| WORK TASK |
Look through the entries below for the string "locate", and copy each line where it is found.
::: EXERCISE INPUT :::
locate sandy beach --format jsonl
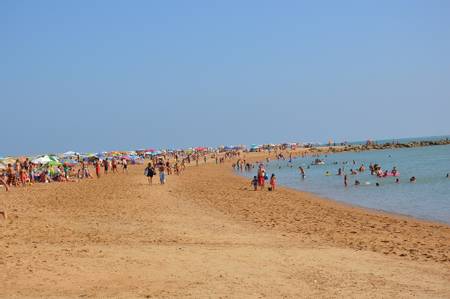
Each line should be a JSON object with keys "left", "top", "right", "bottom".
{"left": 1, "top": 153, "right": 449, "bottom": 298}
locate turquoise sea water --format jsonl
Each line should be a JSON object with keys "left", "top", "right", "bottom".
{"left": 240, "top": 144, "right": 450, "bottom": 224}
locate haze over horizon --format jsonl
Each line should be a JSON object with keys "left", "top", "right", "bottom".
{"left": 2, "top": 1, "right": 450, "bottom": 156}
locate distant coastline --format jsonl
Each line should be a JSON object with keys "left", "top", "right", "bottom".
:::
| EXERCISE OUTPUT |
locate sandy beach --format jsonl
locate turquoise sea water --format jsonl
locate haze over horizon --format jsonl
locate distant coastline --format jsonl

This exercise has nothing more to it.